__Problem__:
Output the data that follows exactly, line for line.

__Records for processing__:

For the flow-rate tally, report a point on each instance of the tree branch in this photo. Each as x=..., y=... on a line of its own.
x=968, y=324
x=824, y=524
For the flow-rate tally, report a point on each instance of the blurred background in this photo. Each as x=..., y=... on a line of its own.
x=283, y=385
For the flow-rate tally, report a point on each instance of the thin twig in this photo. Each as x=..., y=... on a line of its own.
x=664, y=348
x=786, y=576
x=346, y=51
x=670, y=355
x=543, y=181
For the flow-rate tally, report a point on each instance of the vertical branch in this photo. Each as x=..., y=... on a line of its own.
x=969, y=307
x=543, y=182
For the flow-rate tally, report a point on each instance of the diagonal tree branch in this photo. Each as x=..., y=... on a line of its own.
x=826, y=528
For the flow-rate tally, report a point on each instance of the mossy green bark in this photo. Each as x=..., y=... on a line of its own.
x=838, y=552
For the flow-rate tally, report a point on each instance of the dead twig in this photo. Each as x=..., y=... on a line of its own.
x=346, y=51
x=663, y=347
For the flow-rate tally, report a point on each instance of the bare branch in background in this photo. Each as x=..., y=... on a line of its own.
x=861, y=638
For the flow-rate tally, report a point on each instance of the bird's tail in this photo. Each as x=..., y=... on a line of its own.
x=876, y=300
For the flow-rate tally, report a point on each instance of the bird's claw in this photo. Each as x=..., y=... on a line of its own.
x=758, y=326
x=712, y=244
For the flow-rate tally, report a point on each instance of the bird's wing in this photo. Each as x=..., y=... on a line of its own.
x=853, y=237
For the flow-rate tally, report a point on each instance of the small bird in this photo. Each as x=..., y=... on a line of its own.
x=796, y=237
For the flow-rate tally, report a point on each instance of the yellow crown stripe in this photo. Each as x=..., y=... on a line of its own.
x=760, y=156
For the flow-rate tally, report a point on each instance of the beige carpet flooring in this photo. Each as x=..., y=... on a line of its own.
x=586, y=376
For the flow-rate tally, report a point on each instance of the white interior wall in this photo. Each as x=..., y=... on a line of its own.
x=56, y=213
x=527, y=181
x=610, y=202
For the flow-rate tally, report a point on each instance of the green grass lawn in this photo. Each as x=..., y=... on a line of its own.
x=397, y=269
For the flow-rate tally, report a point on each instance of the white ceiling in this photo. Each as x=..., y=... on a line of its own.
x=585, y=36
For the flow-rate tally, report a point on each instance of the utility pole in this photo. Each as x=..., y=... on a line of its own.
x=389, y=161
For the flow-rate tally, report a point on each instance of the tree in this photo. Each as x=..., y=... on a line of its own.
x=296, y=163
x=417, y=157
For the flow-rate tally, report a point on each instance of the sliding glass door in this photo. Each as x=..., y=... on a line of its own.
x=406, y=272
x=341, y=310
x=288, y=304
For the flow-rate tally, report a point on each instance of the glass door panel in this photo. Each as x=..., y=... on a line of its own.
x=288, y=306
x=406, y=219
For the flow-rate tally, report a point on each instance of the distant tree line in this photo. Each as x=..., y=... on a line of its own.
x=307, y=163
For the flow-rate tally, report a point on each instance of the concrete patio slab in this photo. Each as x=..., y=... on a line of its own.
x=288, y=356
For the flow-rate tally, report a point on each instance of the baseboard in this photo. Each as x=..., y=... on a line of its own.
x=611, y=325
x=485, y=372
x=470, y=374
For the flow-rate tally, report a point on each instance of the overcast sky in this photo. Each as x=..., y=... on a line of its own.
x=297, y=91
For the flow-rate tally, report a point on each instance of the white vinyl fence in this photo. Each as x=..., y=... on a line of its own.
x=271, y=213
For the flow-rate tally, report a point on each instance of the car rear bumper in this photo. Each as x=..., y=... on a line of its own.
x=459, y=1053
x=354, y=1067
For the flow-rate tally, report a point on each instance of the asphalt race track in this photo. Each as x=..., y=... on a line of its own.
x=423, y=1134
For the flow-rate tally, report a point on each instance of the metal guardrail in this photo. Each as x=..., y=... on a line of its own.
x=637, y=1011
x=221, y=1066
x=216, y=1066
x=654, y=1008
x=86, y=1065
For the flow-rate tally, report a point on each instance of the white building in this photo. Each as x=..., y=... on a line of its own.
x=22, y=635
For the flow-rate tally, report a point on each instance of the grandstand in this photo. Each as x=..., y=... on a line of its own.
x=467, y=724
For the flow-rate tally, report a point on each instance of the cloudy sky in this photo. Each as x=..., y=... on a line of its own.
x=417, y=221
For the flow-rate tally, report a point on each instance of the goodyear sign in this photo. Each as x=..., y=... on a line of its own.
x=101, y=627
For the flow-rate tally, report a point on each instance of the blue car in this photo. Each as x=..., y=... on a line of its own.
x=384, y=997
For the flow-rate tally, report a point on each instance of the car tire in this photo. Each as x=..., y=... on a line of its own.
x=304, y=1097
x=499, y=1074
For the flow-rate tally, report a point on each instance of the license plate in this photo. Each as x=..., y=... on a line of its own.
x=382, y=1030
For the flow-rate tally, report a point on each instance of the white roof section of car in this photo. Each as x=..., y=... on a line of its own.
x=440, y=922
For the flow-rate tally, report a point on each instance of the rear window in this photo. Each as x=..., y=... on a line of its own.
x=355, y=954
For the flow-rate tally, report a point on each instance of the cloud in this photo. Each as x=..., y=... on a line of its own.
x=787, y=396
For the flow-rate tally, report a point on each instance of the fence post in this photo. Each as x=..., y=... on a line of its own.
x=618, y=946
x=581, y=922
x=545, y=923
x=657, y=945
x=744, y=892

__Solved problem__:
For the flow-rate tally, report a point on each instance of the tree branch in this photo. Each as x=..., y=... on a line of its own.
x=968, y=324
x=824, y=524
For the flow-rate tally, report a point on each instance of the blurred background in this photo. Each as x=..., y=... on a line of its own.
x=283, y=385
For the flow-rate tally, report a point on each instance of the thin twig in this photo. Each as x=..., y=... on a line of its own.
x=664, y=348
x=786, y=576
x=346, y=51
x=670, y=355
x=543, y=181
For the flow-rate tally, report a point on each instance of the vertical branch in this photo. Each as x=..., y=... on a line of its own.
x=969, y=307
x=543, y=182
For the flow-rate tally, report a point on each instance of the diagonal tree branch in this photo. Each as x=..., y=... on a line of its own.
x=826, y=528
For the flow-rate tally, report a point on each instance of the mossy green bark in this photo. Each as x=..., y=... on a line of its own.
x=838, y=552
For the flow-rate tally, report a point on each instance of the dead twig in this photo. Each as x=..., y=... on a line of its own.
x=346, y=51
x=663, y=347
For the flow-rate tally, report a point on each instance of the bare branch in background in this photo. Each as x=..., y=... on a line of its own.
x=861, y=638
For the flow-rate tally, report a point on each instance of the bird's tail in this photo. Each as x=..., y=... on a line of its own.
x=876, y=300
For the flow-rate tally, report a point on each instance of the bird's claw in this photo. Each as x=..., y=... on a line of its own.
x=758, y=326
x=712, y=244
For the flow-rate tally, report a point on each instance of the bird's wing in this photo. Each as x=..., y=... on a line of its own.
x=853, y=237
For the flow-rate tally, report a point on each instance of the small bird in this photo. Each as x=..., y=... on a line of its own.
x=796, y=237
For the flow-rate tally, report a point on each instance of the yellow crown stripe in this photo. Each as x=..., y=... on a line of its own.
x=760, y=156
For the flow-rate tally, report a point on each instance of the beige carpet flooring in this photo. Each as x=..., y=... on a line of its own.
x=586, y=376
For the flow-rate tally, report a point on each instance of the white interior wall in this photo. Each as x=..., y=... on a line of its own.
x=56, y=213
x=527, y=181
x=610, y=202
For the flow-rate tally, report a point on each instance of the green grass lawn in this photo. Each as x=..., y=... on a line of its own.
x=397, y=269
For the flow-rate tally, report a point on each instance of the white ceiling in this photo. Each as x=..., y=... on a line of its own.
x=585, y=36
For the flow-rate tally, report a point on each instance of the utility pole in this photo. Each as x=..., y=... on a line of its own.
x=389, y=161
For the flow-rate tally, report a point on each instance of the tree in this photo. Each as x=..., y=... on a line of its own.
x=296, y=163
x=417, y=157
For the flow-rate tally, report a point on each instance of the sliding glass door in this photo. Each as x=..., y=... on a line of its own.
x=406, y=272
x=341, y=310
x=288, y=304
For the flow-rate tally, report a point on each instance of the glass door panel in this photo. Each as x=..., y=... on a line of its own.
x=288, y=306
x=406, y=219
For the flow-rate tally, report a point on each instance of the distant tree line in this photo. Each as x=..., y=... on a line of its own.
x=307, y=163
For the flow-rate tally, report a point on each instance of the concrete patio slab in this photo. Each as x=..., y=... on a line of its own.
x=288, y=356
For the flow-rate tally, report a point on each instance of the baseboard in this photo. Each as x=..., y=... on a line of its own.
x=611, y=325
x=485, y=372
x=470, y=374
For the flow-rate tally, report a point on each instance of the overcast sky in this photo. Each as x=..., y=... on a line of its own.
x=297, y=91
For the flow-rate tally, report a point on each instance of the white vinyl fence in this photo. Each as x=..., y=... on a line of its own.
x=271, y=213
For the flow-rate tally, report a point on each instance of the car rear bumper in this photo. Each as x=..., y=... on a line of its own.
x=459, y=1053
x=354, y=1067
For the flow-rate tally, report a point on each instance of the asphalt race track in this photo. Each as x=..., y=... on a line of its own.
x=423, y=1134
For the flow-rate tally, report a point on each instance of the metal guardrail in this photo. Each as x=..., y=... on a line of its own.
x=637, y=1011
x=221, y=1066
x=216, y=1066
x=654, y=1008
x=86, y=1065
For the flow-rate tally, report a point on each instance of the white building in this photo. Each as x=..., y=... on a line of its own.
x=22, y=635
For the flow-rate tally, report a point on each instance of the grandstand in this photo. Each as x=..., y=... on a line of its own.
x=467, y=724
For the flow-rate tally, report a point on each instance of the cloudy sky in this photo. Each as x=..., y=... on a line of its own.
x=417, y=221
For the flow-rate tally, report a point on each instance of the goodyear sign in this photo. Each as x=..., y=... on a line of its own.
x=101, y=627
For the flow-rate tally, report a point on each instance of the blue car in this photo. Each as x=..., y=... on a line of its own.
x=384, y=997
For the flow-rate tally, report a point on each instance of the car tire in this photo. Each as x=..., y=... on a line of its own.
x=304, y=1097
x=499, y=1074
For the flow-rate tally, report a point on each instance of the license plate in this photo. Each as x=..., y=... on a line of its own.
x=382, y=1030
For the flow-rate tally, report a point on each instance of the white roof section of car in this photo. Each as x=..., y=... on a line of its own.
x=440, y=922
For the flow-rate tally, report a point on each instance of the rear window in this photo. Each as x=..., y=... on a line of its own.
x=355, y=954
For the flow-rate tally, report a point on each instance of the cloud in this photo. Each as x=..., y=... on a line of its own.
x=787, y=396
For the flow-rate tally, report a point on each instance of the fence post in this photo. Each as x=..., y=... on a line of its own.
x=618, y=946
x=581, y=922
x=545, y=923
x=657, y=945
x=744, y=892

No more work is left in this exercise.